## RECORD SET
#####

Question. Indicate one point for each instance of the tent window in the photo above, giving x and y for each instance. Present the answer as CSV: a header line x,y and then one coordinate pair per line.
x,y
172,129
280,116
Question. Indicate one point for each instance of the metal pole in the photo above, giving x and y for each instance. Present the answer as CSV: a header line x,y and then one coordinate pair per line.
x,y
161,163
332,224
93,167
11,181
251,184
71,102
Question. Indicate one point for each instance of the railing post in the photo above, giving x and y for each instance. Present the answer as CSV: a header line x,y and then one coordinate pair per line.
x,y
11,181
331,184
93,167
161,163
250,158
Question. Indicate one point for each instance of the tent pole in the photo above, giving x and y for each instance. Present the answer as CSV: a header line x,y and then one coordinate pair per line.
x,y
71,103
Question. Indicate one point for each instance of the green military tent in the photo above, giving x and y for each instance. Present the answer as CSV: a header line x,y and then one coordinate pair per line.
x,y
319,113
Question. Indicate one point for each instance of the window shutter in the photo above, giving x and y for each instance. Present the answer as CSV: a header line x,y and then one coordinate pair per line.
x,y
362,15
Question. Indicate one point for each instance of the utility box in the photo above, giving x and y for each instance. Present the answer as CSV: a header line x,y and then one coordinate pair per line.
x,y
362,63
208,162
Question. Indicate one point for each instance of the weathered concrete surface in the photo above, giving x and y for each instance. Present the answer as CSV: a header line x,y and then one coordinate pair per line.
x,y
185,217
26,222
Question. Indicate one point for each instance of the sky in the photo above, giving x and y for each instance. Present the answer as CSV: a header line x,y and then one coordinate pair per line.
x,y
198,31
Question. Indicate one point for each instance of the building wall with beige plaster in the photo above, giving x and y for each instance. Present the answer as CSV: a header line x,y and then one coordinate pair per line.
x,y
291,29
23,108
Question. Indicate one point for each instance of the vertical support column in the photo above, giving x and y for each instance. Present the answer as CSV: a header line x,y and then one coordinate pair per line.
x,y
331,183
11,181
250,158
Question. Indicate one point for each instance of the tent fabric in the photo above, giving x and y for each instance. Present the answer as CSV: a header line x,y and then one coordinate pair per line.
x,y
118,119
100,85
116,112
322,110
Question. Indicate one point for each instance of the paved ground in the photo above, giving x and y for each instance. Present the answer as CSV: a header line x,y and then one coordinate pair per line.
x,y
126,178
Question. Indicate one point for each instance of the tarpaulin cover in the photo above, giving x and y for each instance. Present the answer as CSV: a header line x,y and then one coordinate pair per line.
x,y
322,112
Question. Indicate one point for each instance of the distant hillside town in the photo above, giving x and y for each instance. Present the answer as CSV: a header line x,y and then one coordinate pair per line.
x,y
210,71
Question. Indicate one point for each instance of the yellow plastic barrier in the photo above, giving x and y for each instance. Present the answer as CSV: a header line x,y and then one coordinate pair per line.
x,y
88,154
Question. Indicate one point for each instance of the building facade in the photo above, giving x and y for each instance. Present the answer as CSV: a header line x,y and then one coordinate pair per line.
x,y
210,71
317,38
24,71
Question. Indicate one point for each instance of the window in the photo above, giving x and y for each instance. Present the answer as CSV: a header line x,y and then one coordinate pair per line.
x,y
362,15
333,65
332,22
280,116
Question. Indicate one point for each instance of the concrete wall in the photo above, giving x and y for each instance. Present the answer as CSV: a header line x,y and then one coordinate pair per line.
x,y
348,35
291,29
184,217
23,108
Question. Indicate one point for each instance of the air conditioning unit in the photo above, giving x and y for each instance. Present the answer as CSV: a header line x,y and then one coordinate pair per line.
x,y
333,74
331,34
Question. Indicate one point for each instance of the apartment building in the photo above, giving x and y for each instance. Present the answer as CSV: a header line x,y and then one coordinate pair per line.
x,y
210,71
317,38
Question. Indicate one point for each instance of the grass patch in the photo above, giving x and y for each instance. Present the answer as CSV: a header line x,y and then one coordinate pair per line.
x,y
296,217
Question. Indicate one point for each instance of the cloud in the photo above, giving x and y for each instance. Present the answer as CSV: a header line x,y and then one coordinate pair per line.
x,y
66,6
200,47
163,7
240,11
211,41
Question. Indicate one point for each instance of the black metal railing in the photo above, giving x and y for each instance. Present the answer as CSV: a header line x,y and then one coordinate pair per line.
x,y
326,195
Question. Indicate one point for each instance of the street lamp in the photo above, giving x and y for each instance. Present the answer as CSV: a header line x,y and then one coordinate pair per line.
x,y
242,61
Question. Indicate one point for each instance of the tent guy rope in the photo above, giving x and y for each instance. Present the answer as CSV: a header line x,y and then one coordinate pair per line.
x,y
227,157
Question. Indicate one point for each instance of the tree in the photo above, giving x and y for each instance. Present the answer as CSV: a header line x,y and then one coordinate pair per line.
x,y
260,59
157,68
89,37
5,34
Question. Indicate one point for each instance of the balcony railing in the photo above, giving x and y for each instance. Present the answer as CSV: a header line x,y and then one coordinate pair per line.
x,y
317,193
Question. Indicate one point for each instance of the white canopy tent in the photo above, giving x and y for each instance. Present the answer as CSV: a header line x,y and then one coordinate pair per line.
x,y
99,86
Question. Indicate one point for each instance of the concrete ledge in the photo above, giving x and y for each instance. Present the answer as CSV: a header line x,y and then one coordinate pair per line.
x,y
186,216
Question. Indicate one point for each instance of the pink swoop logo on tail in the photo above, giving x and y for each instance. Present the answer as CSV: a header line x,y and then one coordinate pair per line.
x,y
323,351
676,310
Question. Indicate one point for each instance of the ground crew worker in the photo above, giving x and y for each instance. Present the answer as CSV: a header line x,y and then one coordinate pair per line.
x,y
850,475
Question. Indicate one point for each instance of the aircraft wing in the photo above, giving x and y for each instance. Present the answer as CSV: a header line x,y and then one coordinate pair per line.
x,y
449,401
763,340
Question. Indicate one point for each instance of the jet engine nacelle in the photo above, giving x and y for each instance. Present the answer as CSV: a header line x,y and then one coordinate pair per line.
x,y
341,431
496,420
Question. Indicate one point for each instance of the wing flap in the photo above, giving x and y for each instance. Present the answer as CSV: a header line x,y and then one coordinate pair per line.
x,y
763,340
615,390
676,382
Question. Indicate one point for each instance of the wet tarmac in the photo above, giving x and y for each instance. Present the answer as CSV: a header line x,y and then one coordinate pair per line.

#####

## YOUR INSTRUCTIONS
Nothing in the records may change; write them out again in full.

## ANSWER FOR THE TASK
Question. Indicate one point for each instance of the tent window in the photo above, giving x and y for each instance. Present the answer as CSV: a header line x,y and then one coordinate pair per line.
x,y
172,129
280,116
Question. Indicate one point for each instance of the metal pole in the photo above, giving x and y for each instance. Present the answer as CSV: a header line x,y and then one coordinate pair per line.
x,y
161,163
332,224
93,167
11,181
251,184
71,102
Question. Indicate one point for each instance of the railing post in the photo above, giving x and y for each instance. Present the answer as CSV: a header line x,y and then one coordinate pair per line.
x,y
11,181
331,184
93,167
161,163
250,158
Question. Indicate one point for each instance of the tent pole in the photo above, giving x and y for each instance. Present the answer as CSV: a header line x,y and then one coordinate pair per line.
x,y
71,103
Question. Indicate one point for each instance of the green military tent in the photo above, giving x and y for each instance. Present the answer as CSV: a header line x,y and then one coordinate pair per line.
x,y
319,113
Question. Indicate one point for each instance of the window shutter in the photo above, giving x and y for each instance. Present the answer as CSV: a header line x,y and then one coordinate pair per line.
x,y
362,15
Question. Indicate one point for each instance of the utility box in the photo above, giving x and y for each instance. Present the answer as CSV: a header line x,y and then one coordinate pair per line.
x,y
362,63
208,162
Question. Indicate one point for each instance of the weathered concrete surface in the photo above, giving x and y for each instance. Present the answer as CSV: a header line x,y and then one coordinate pair per line.
x,y
185,217
26,222
Question. Indicate one point for each instance of the sky in the photo above, giving x and y for each instance. Present the answer as CSV: a header line x,y and then one coordinate pair per line.
x,y
198,31
Question. Indicate one point for each instance of the building wall with beige plaster in the photo above, giving x and y for each instance. Present the answer as CSV: a header line x,y and then one coordinate pair per line.
x,y
291,29
23,108
Question. Indicate one point for each instance of the vertical support column in the photo above, giving x and y for each instance. Present the answer as CSV: a header line x,y and then one coordinate pair per line.
x,y
331,183
11,181
250,158
Question. Indicate one point for each instance of the tent fabric in the photo above, giving x and y for each instance. Present the answer as CSV: a header line x,y and then one coordinate pair per line.
x,y
118,119
100,85
116,112
322,110
Question. Indicate one point for each instance of the paved ground in the photo above, giving x and y for each instance. Present the answer as CSV: a header line x,y and then one coordinate pair per line.
x,y
126,178
Question. Indicate one point for each instance of the tarpaulin cover in the photo above, giving x and y for each instance. Present the answer as CSV: a header line x,y and then one coordinate pair per line.
x,y
322,112
Question. Indicate one point for each instance of the distant hillside town in the photo above, giving x and y for each instance. Present the answer as CSV: a header line x,y and then one coordinate pair per line.
x,y
210,71
Question. Indicate one point for each instance of the yellow plastic barrier in the photo above, giving x and y for each instance. Present the answer as CSV: a header line x,y and then one coordinate pair per line.
x,y
88,154
Question. Indicate one point for each instance of the building facade in the photo above, giving x and y for each instance. Present the answer as CSV: a header line x,y and then one coordinate pair per line.
x,y
210,71
317,38
24,71
Question. Indicate one point for each instance of the window in the photo above, giving x and y for each instance. Present the answer as CSV: a header line x,y and then one coordinate pair per line.
x,y
362,15
333,65
332,22
280,116
Question. Indicate one point for each instance of the concrete wall in the photo above, giving x and y for each instance. Present the answer as CSV: a header line x,y and then one coordinate pair per line.
x,y
348,35
291,29
184,217
23,108
Question. Indicate one point for each instance of the air conditioning unit in the photo above, giving x and y for each instance. Present the answer as CSV: a header line x,y and then one coordinate pair per line.
x,y
333,74
331,34
Question. Indicate one point for each instance of the apartment building in the photo above, giving x and y for each instance. Present the answer as CSV: a header line x,y and then one coordinate pair per line.
x,y
210,71
317,38
Question. Indicate one point for each instance of the grass patch in the photo above, giving x and y for each instance. Present the answer as CSV: a header line x,y and then one coordinate pair per line.
x,y
296,217
Question. Indicate one point for each instance of the cloud in the photo above, giving x and y for each instance. Present the answer as CSV: a header line x,y and then one coordinate pair per line.
x,y
66,6
200,47
163,7
240,11
211,41
Question. Indicate one point for each instance of the black metal railing in the photo above, giving x and y for each instance. Present the answer as CSV: a header line x,y and then one coordinate pair per line.
x,y
326,195
Question. Indicate one point for each instance of the street lamp in the photo above, giving x and y for each instance. Present the answer as CSV: a header line x,y and then one coordinate pair per line.
x,y
242,61
Question. Indicate one point for each instance of the tent guy rope in the photo above, giving x and y for each instance. Present the answer as CSV: a header line x,y and then one coordinate pair per line.
x,y
227,157
Question. Indicate one point for each instance of the tree in the photo above, giving x and y for each instance. Present the answer as CSV: a header line x,y and then one coordinate pair per line.
x,y
260,59
157,68
89,37
5,34
Question. Indicate one point for each instance of the balcony railing in the photo above, giving x and y for each instance. Present the answer as CSV: a header line x,y and then one coordinate pair per line.
x,y
317,193
Question. Indicate one point for each instance of the white canopy tent in the photo above, giving x and y for each instance. Present the answer as CSV: a header line x,y and then one coordinate pair per line.
x,y
99,86
Question. Indicate one point for each instance of the concrete ledge in the photo above, giving x and y for each instance. Present the answer as CSV: a header line x,y and then one coordinate pair per line.
x,y
186,216
Question. Indicate one point for each instance of the pink swoop logo on tail in the photo above, giving x and y for each instance. Present the answer as CSV: a header line x,y and then one coordinate pair per line.
x,y
323,351
676,310
Question. Indicate one point for each instance of the ground crew worker in the photo above, giving x and y for each instance. Present the answer as CSV: a header line x,y and then one coordinate pair per line.
x,y
850,475
Question. Indicate one point for each instance of the aircraft wing in the photo above, giving x and y for each instance. Present the answer as CSV: a header line x,y and then one coordinate pair per line.
x,y
449,401
763,340
Question. Indicate one point for each instance of the jet engine nacelle in the photo above, giving x and y for each instance. Present the answer as CSV: a header line x,y and then one coordinate pair per line.
x,y
341,431
496,420
Question. Indicate one point for each instance of the wing flap in the photo above, giving x and y for each instance. Present the answer as CSV: a header line x,y and then one coordinate pair per line.
x,y
763,340
615,390
676,382
Question. Indicate one point for each instance of the wet tarmac in the photo above, giving x and y for each instance. Present the answer as CSV: a header line x,y and then one coordinate pair per line.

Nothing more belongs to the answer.